- TASK STATEMENT -
Pull out every line below containing the word "cloudy".

(PROVIDED ENTRIES begins)

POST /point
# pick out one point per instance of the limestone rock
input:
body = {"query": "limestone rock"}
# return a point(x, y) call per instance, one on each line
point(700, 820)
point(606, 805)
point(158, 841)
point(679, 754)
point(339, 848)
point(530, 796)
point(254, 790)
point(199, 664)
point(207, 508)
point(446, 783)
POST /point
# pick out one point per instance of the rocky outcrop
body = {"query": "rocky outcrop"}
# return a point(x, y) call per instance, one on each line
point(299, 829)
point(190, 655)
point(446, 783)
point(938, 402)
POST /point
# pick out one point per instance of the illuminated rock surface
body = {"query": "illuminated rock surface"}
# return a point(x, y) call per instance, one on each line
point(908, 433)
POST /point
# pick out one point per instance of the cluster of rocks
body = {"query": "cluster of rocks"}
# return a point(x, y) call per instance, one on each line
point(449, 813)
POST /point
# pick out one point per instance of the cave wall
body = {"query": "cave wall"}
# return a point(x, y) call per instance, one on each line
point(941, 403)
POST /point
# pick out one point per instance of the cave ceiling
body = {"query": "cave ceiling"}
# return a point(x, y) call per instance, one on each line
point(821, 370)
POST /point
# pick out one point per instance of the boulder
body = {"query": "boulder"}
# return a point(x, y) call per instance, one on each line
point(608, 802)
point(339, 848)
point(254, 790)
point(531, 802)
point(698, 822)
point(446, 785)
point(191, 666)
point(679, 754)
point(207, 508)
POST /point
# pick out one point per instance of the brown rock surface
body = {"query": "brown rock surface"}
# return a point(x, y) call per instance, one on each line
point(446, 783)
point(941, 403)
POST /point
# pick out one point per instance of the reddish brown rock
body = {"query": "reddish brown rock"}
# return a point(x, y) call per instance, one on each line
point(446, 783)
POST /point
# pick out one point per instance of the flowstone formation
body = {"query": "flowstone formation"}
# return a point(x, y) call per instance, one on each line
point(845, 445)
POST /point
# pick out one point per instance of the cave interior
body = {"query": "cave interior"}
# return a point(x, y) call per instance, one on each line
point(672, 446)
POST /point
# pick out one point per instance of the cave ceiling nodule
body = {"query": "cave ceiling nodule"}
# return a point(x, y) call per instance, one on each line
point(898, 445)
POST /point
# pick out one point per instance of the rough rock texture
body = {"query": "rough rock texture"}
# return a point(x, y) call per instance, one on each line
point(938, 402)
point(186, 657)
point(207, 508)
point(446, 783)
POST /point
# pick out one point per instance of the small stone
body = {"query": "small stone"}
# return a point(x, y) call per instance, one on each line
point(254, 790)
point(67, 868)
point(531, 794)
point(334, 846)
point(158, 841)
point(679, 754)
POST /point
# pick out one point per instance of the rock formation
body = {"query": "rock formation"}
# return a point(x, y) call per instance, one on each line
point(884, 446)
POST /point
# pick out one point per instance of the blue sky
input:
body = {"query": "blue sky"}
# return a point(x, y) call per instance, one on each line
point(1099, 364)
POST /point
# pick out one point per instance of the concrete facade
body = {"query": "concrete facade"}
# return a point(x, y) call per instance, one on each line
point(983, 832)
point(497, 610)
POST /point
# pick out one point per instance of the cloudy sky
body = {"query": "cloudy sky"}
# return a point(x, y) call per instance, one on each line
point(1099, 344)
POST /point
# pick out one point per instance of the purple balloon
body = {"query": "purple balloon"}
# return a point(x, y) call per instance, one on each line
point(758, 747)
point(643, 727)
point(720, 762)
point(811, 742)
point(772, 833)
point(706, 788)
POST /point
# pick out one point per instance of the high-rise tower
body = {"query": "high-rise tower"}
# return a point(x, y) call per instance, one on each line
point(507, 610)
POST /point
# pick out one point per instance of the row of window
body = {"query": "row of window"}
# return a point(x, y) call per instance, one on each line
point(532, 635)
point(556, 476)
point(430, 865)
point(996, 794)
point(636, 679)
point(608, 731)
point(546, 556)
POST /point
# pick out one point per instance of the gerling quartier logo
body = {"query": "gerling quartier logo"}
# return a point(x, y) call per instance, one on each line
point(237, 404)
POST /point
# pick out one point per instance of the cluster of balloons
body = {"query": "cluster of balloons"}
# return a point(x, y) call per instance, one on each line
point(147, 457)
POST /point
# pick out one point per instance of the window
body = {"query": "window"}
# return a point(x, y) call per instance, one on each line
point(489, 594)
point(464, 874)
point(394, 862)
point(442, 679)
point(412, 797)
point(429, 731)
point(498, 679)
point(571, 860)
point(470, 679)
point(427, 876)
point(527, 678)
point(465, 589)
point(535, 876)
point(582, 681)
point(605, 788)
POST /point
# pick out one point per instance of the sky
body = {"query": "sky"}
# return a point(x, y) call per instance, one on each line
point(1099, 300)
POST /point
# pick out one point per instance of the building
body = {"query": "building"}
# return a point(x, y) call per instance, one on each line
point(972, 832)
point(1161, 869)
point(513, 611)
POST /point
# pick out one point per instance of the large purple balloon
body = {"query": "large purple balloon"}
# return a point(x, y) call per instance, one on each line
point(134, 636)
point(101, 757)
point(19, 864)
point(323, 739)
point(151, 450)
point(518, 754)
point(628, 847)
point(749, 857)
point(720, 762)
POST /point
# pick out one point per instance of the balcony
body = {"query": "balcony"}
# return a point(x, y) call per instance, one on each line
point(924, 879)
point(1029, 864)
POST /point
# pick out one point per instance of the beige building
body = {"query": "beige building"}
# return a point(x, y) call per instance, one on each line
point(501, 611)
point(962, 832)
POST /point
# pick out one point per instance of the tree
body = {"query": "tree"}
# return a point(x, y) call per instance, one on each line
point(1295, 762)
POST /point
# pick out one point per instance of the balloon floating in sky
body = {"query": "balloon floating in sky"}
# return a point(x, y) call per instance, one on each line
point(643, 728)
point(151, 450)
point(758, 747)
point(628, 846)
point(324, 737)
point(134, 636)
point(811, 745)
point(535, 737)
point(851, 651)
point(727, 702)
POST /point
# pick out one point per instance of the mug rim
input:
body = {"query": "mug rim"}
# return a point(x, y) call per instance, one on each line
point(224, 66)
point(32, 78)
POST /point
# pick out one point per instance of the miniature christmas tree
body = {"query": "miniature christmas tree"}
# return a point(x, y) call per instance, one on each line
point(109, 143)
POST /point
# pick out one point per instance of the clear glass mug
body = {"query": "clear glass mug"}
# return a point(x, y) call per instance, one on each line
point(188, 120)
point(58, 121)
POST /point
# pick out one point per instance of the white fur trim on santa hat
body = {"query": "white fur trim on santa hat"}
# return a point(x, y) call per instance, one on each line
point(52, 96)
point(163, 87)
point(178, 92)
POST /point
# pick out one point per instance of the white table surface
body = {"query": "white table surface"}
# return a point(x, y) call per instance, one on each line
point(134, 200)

(PROVIDED ENTRIES ends)

- EXERCISE SOLUTION -
# pick out one point per instance of the cloudy sky
body = {"query": "cloudy sky"}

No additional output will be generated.